練習要求>
[1] 請把介紹 Street Fighting Math 課程的文本中這句話譯成中文：「The theme of this course is the virtue of approximation, of having a rough idea of what to expect before starting exact calculations or looking for a proof.」
[2] 從介紹 Street Fighting Math 課程的文本最後一句之後接著往下寫。

Street Fighting Mathematics

Street Fighting Mathematics.md

Description

這份文件是節錄edx的一門課程Street Fighting Math(SFM)上的精華內容，供沒修過這堂課的朋友一睹其樂趣。英文文字的部份是直接由課程內容剪下貼上。這份文件數學的部份會寫得非常隨意，重意不重形。

課程網址 https://www.edx.org/course/mitx/mitx-6-sfmx-street-fighting-math-1501#.U4bhk1T_QjA

有關這門課：

這門課和其他MOOC不同的地方主要在於課程內容都是閱讀材料，配合一些網頁上的互動元件，授課影片非常稀少。課程的目標是傳授估算的數學技巧。大部分在學校的課程強調嚴謹（rigor），但解決真實世界問題的時候嚴謹可能導致很多冤枉路(課程中稱為屍僵 rigor mortis )，而估算可以指引正確的道路。

教授提供了一個比較好想像的例子：

The theme of this course is the virtue of approximation, of having a rough idea of what to expect before starting exact calculations or looking for a proof. Imagine that you are studying a subject based on five postulates used to construct a 10-step proof. Without understanding why the theorem is true, you must search a gigantic space of $5^{10}$ paths. A common response is to random walk through the problem space, in the hope of wandering into the theorem. Higher-level approaches and ways of thinking about the problem help you break the path into manageable pieces, each with a tractable search space.

Street Fighting Math tools

• Dimension Analysis
• Easy Case
• Lumping
• Pictorial Proofs
• Taking out the Big Part
• Analogy

Dimension Analysis

亮點：猜積分技巧 重要概念：

• 指數沒有Dimension
• $dx$代表微小的$x$，$dx$的Dimension和$x$相同
• $\frac{d}{dx}$的dimension和$\frac{1}{x}$一樣

$$\displaystyle 2^ n = \underbrace{2\times 2\times \cdots \times 2}_{\hbox{$n$ terms}}.$$ The notion of “how many times" is a pure number, so an exponent is dimensionless.

提供資料>
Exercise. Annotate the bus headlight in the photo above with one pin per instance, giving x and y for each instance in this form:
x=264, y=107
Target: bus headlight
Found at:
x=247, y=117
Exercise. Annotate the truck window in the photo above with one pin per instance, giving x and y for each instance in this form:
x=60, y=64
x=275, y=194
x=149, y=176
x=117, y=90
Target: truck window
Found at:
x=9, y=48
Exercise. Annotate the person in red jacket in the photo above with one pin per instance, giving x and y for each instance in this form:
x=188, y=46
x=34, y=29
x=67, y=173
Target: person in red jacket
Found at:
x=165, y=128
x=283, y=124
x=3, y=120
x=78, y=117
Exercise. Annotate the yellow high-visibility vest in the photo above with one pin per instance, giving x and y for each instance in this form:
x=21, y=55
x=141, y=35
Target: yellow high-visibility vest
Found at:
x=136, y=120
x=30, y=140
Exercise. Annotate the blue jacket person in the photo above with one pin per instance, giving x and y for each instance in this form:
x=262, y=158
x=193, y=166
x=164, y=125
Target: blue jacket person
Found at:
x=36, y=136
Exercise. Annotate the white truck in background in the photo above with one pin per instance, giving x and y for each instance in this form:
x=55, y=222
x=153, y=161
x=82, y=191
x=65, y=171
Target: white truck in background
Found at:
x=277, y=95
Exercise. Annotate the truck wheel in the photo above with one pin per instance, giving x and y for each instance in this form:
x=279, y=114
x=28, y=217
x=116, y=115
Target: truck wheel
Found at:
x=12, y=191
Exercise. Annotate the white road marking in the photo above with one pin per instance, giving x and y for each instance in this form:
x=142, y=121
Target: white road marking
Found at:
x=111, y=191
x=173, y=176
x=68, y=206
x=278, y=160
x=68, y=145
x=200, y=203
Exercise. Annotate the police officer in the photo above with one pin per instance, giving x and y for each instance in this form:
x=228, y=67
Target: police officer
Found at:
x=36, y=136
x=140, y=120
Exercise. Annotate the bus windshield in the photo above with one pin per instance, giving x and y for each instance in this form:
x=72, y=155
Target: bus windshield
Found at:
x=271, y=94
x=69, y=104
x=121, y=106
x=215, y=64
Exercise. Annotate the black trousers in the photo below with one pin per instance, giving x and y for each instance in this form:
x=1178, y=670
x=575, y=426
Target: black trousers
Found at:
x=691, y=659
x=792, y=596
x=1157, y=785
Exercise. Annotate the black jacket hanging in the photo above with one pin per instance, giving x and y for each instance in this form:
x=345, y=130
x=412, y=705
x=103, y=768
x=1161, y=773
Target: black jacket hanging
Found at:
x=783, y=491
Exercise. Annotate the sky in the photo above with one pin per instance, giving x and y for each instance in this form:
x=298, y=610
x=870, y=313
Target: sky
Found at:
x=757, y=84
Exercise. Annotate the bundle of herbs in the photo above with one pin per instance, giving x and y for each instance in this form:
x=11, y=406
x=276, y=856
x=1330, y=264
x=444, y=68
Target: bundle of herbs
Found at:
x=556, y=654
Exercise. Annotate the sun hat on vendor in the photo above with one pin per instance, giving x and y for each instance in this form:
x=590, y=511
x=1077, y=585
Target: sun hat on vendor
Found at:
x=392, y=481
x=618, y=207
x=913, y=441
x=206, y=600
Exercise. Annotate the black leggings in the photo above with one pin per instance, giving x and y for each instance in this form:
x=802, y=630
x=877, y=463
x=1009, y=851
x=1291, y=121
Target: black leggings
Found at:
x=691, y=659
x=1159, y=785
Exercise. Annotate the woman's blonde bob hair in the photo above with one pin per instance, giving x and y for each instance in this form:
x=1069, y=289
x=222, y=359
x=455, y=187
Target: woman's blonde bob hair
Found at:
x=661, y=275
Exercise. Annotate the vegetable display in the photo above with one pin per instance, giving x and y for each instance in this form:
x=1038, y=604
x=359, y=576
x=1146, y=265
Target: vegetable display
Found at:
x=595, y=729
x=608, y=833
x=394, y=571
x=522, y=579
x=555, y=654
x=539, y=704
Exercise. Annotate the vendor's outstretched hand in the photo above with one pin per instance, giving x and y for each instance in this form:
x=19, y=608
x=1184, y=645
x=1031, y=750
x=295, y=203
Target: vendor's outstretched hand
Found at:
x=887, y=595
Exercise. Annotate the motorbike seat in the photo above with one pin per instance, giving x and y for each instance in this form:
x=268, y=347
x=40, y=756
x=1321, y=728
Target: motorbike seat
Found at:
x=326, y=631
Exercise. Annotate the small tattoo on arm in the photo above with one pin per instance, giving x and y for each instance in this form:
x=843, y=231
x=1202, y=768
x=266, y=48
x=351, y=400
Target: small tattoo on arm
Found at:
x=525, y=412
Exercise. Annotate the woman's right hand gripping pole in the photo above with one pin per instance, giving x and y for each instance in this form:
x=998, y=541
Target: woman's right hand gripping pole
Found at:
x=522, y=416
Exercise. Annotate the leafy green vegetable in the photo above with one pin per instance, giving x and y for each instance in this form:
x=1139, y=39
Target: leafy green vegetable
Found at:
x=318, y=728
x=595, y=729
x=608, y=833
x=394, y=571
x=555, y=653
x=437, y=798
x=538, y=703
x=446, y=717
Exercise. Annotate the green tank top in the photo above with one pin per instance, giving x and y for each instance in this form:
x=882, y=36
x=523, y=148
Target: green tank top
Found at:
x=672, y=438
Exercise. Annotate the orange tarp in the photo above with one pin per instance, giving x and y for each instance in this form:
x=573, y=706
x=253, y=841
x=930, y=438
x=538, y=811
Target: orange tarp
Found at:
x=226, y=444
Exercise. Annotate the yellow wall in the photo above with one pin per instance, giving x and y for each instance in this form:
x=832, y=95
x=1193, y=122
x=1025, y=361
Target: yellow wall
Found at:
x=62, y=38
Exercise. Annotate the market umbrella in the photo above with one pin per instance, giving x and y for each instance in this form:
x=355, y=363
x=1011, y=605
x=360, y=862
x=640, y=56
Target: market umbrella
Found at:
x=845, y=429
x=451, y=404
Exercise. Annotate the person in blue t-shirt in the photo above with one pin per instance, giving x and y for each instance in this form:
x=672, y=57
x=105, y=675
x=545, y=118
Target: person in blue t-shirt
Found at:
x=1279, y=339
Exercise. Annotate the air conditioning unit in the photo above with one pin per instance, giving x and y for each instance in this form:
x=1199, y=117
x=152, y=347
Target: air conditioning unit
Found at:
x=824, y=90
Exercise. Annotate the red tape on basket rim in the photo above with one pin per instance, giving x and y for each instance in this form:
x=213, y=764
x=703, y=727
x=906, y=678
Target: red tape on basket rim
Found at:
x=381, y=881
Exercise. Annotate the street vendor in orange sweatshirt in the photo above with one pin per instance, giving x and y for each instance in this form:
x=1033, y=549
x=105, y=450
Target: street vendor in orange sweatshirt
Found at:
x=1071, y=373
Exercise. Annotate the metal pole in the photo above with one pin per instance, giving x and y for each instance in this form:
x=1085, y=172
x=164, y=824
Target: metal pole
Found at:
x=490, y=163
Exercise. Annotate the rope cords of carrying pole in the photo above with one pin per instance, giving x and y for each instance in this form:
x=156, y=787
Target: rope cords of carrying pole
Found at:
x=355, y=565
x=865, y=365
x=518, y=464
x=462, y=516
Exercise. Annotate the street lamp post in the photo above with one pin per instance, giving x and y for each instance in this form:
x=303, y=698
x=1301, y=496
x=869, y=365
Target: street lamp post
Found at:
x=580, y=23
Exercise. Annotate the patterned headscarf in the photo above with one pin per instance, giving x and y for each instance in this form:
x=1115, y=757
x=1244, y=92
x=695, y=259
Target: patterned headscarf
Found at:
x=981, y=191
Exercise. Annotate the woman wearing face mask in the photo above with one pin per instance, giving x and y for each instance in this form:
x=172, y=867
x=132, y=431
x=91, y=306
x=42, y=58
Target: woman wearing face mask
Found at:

各題解答>
[1] 這門課的主題是近似的價值，也就是在開始精確計算或尋找證明之前，先對可能的結果有個大致的概念。

[2]
範例：估算積分 $$\displaystyle \def\1 {e^{-\alpha x^2}} \left[\int e^{-\alpha x^2}, dx\right] = \underbrace{\left[e^{-\alpha x^2}\right]}{1} \times \underbrace{\left[dx\right]}{{\rm L}} = {\rm L}.$$

The third and final step in this dimensional analysis is to construct an $f(\alpha)$ with the same dimensions as the integral. Because the dimensions of $\alpha$ are $L−2$, the only way to turn α into a length is to form $\alpha^{−1/2}$. Therefore, $$\displaystyle f(\alpha )\sim \alpha ^{-1/2}.$$

範例： $${d\over dt} t^ n = nt^{x}$$ Because "d" means "a little bit of," the derivative operator d/dt has the same dimensions as $1/t$. Thus, the whole left side, which also contains $t^n$, has the same dimensions as $t^{n−1}$.The right side has to have the same dimensions. On the right side, the factor of $n$ has no dimensions: From the left side, we can see that $n$ is an exponent, so it is dimensionless. Therefore, $t^x$ must itself have the same dimensions as $t^{n−1}$. Therefore, $x$ has to be $n−1$.

Easy Case

使用簡單的例子來驗證你猜的答案。但這招好像不用特別講一般人應該都會用。課程裡舉的例子非專業人士也不太會碰到。是以以下只以一個範例填塞內容。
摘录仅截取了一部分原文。